Stored dataset items:
* * *

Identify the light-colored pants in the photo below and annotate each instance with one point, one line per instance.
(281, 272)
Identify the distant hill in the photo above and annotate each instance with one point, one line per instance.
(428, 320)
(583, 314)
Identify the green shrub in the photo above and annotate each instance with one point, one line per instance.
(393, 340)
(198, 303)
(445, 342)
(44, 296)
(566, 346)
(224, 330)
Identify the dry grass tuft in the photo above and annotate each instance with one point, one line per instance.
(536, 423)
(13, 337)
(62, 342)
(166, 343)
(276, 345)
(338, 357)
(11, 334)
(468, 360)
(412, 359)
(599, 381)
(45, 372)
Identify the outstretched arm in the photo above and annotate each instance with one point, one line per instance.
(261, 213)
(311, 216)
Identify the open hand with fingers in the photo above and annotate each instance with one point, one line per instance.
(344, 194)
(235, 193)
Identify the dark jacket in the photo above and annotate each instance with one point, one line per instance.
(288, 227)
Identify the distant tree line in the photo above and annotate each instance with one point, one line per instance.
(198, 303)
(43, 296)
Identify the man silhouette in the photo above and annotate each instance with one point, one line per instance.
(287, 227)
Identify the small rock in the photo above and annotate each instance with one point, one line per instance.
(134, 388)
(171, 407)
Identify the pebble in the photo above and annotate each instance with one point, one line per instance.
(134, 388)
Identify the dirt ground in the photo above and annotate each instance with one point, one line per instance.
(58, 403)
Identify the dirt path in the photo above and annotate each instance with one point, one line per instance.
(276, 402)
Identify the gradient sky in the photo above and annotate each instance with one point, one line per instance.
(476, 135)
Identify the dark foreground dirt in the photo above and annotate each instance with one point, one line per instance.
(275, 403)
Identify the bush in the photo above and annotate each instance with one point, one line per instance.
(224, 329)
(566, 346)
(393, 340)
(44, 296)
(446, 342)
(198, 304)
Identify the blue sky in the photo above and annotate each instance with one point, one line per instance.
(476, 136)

* * *

§ Exercise objective: Reproduce the material above without altering a single character.

§ Solution to this exercise:
Identify the light-colored pants in the photo below and annotate each instance with one point, one line per instance.
(281, 272)
Identify the distant hill in the photo above and annotate each instance with one point, one line per instance.
(428, 320)
(583, 314)
Identify the green shrub in the photo above and annotate each instance with one point, one line per instance.
(393, 340)
(198, 303)
(445, 342)
(44, 296)
(566, 346)
(224, 330)
Identify the dry grass tuft in the photo above and annotate each instance with one point, one line per instance.
(536, 423)
(13, 337)
(62, 342)
(166, 343)
(276, 345)
(338, 357)
(11, 334)
(468, 360)
(412, 359)
(599, 381)
(45, 372)
Identify the outstretched arm in the photo above and annotate each instance with one point, one line per instance.
(261, 213)
(311, 216)
Identify the open hand with fingers in the photo above and annotate each instance with one point, one line per instance.
(344, 194)
(235, 193)
Identify the dark jacket in the photo above and annotate each instance with one point, one line per instance.
(288, 227)
Identify the distant tree line in the photo above and annotate each instance with one point, one line per instance.
(198, 303)
(43, 296)
Identify the man silhouette in the photo above and annotate each instance with one point, one line per instance.
(287, 227)
Identify the small rock in the photo above and annotate each instance with one point, one line per instance.
(134, 388)
(171, 407)
Identify the pebble in the photo above and annotate each instance with one point, one line per instance.
(134, 388)
Identify the dirt ground in the photo above and annotate each instance with one point, one line per instance.
(58, 403)
Identify the dirt path in the photo above and annotate each instance with one point, one line per instance.
(276, 402)
Identify the gradient sky in the photo above and annotate each instance with one point, one line per instance.
(476, 135)
Identify the dark foreground dirt in the photo above and annotate each instance with one point, one line per instance.
(275, 403)
Identify the bush in the photo above and annotate each instance with one point, one line per instance.
(224, 329)
(566, 346)
(393, 340)
(44, 296)
(446, 342)
(198, 304)
Identify the blue sky in the photo above and annotate each instance with one point, one line per instance.
(476, 136)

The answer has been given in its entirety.